Top of Records provided
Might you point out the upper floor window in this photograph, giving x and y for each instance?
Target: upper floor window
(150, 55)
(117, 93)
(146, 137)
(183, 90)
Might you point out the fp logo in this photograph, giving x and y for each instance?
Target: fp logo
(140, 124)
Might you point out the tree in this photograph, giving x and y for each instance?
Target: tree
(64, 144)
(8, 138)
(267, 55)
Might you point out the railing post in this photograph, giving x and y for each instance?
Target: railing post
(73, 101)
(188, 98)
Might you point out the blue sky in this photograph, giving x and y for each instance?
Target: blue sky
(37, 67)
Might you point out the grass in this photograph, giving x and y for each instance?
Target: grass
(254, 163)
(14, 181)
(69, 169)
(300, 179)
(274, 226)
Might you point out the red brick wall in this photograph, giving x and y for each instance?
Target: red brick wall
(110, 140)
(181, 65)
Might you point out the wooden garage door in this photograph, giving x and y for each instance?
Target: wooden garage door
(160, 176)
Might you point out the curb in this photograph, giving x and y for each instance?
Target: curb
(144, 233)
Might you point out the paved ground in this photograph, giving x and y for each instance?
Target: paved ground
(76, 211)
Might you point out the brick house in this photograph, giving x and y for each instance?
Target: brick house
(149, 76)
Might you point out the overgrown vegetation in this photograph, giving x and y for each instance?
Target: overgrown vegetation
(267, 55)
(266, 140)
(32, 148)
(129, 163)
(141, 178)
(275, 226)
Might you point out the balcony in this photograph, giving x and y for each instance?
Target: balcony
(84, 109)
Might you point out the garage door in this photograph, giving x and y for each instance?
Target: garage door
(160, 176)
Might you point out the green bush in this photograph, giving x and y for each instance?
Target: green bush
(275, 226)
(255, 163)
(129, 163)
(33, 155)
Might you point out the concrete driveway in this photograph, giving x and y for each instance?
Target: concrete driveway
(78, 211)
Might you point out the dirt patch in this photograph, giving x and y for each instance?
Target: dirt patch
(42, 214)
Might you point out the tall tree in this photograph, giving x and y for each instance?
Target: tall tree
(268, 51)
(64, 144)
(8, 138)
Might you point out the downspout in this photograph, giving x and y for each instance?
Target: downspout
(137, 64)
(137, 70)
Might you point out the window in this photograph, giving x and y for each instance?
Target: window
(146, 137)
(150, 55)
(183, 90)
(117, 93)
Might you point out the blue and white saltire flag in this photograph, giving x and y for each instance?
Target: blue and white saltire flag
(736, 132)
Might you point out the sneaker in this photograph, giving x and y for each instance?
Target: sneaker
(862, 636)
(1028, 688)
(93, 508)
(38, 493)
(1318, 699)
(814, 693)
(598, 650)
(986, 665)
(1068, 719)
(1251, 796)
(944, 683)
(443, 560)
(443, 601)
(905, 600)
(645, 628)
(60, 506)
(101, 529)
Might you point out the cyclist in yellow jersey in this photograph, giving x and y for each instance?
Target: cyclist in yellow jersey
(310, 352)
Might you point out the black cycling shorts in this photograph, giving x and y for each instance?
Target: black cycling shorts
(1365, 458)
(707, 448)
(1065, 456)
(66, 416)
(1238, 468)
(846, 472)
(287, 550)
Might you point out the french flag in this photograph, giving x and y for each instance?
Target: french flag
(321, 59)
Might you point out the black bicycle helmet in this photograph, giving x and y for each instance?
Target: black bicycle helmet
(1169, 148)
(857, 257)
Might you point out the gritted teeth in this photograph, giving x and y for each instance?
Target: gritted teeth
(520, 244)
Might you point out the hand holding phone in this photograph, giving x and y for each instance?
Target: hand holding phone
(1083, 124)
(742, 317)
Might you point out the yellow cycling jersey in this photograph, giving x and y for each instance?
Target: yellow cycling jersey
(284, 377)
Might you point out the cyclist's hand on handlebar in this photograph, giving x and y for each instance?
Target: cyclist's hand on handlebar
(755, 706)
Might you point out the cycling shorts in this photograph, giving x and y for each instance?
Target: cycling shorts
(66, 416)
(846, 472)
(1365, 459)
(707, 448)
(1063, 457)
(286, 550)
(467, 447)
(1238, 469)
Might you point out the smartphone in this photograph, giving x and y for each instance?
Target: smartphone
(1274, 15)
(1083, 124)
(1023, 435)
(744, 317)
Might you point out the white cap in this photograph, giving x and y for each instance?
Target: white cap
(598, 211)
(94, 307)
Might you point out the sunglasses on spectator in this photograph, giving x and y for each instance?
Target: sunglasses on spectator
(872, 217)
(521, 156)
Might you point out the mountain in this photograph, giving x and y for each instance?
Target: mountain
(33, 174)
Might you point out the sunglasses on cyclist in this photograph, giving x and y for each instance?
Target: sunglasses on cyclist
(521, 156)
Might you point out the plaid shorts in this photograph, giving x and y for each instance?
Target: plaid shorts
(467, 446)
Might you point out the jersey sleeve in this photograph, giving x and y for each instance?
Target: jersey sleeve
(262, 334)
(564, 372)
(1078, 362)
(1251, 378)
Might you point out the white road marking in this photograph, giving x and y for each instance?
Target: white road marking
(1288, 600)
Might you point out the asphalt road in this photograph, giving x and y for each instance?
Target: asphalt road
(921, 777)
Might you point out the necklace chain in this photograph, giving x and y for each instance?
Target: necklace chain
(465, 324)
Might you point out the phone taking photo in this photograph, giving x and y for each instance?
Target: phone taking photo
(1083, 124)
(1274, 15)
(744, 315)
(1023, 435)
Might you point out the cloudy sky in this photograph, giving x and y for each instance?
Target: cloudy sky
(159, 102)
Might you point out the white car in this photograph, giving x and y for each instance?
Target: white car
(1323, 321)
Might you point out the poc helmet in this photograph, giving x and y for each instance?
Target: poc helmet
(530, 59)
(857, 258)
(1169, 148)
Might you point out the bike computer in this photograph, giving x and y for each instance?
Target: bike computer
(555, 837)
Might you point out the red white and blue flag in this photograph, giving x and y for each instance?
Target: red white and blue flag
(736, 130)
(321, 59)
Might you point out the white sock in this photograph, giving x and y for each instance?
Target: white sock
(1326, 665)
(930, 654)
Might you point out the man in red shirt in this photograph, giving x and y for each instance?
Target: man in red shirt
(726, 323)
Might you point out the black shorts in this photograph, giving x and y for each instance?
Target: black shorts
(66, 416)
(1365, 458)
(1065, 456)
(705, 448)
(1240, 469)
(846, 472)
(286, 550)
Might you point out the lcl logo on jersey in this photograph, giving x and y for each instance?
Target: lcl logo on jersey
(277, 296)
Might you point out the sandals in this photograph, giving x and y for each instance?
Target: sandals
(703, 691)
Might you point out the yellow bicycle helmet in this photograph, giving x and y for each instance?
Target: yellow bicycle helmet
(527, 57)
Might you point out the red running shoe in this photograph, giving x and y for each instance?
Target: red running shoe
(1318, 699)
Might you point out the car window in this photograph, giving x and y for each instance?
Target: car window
Bottom of Records provided
Top of Records provided
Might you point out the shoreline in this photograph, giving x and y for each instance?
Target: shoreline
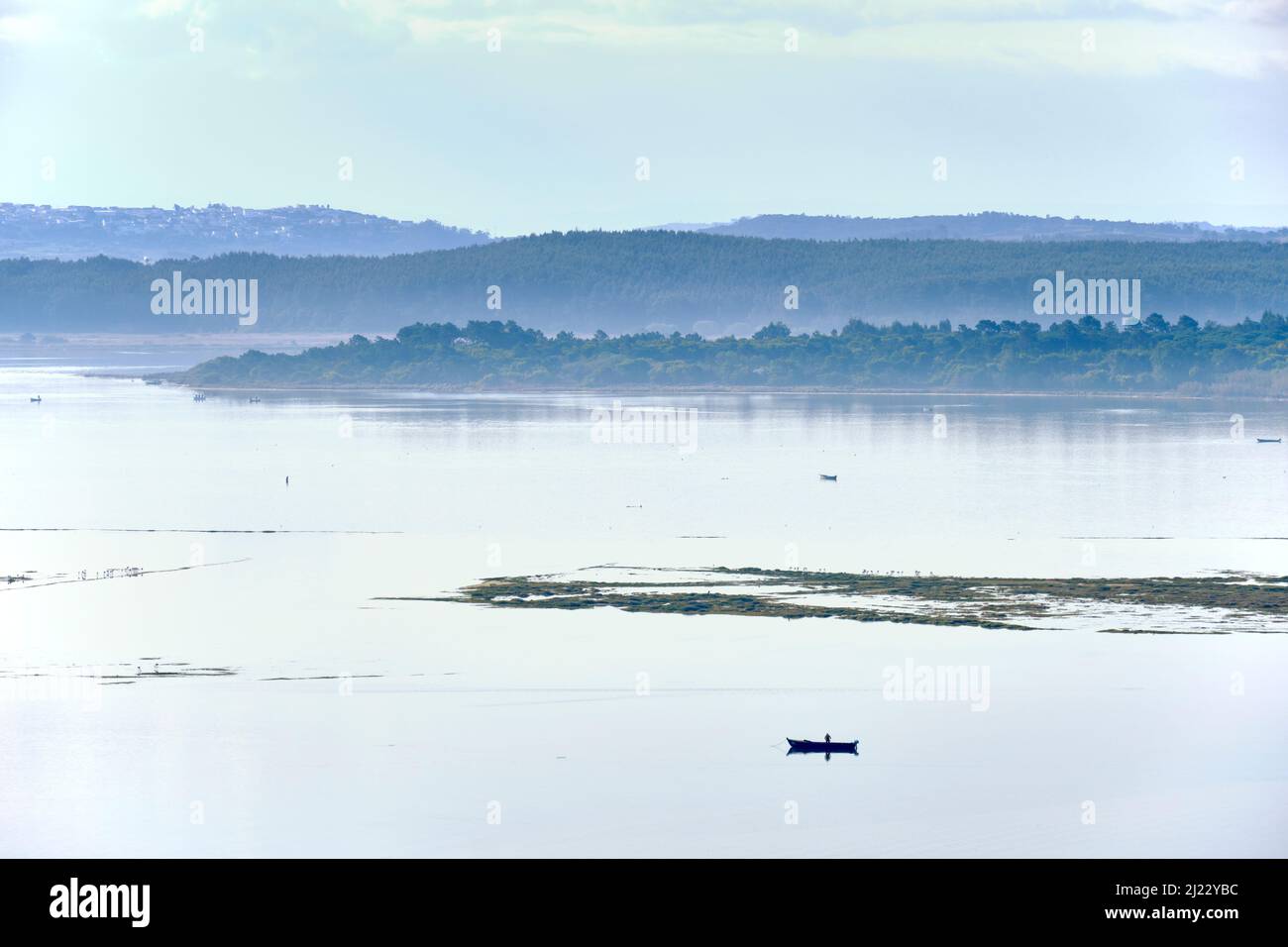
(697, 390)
Bottom of Records provided
Top of Records provided
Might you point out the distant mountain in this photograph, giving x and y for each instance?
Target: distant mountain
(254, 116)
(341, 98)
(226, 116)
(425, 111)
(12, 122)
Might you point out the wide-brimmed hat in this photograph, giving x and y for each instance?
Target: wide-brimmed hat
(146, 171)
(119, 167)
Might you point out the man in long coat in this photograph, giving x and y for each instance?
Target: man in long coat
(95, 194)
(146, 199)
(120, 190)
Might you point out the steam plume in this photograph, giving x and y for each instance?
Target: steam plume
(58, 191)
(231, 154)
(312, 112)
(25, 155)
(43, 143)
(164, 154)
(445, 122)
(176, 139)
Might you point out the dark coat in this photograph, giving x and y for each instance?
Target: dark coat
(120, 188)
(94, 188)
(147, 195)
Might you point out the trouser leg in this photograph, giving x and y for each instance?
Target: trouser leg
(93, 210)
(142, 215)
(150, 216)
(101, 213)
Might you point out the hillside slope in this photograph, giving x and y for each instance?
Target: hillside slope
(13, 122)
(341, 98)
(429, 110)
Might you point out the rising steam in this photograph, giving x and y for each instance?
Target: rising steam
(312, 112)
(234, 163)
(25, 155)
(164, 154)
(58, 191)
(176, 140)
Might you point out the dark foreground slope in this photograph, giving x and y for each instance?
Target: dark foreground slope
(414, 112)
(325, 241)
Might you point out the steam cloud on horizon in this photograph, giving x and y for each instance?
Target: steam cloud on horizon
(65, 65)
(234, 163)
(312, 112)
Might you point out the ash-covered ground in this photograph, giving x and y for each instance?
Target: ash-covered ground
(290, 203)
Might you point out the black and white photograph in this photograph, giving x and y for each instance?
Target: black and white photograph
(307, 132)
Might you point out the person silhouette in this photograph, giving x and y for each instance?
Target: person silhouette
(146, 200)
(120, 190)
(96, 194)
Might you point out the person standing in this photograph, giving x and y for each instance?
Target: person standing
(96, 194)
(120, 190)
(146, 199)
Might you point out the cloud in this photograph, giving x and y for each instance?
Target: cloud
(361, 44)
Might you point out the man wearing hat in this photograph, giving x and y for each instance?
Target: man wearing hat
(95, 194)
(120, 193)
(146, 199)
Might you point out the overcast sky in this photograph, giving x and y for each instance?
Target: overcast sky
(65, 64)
Bottom of Records provided
What you have to do: From the line containing "Target: sandals" down to the line containing "Might you point out the red running" in the material above, reproduce every line exactly, including the two end lines.

Task result:
Target: sandals
(703, 691)
Might you point out the yellow bicycle helmet in this photograph, giving x and y for each instance?
Target: yellow bicycle helmet
(527, 57)
Might you point out the red running shoe in this photograph, giving x and y for each instance?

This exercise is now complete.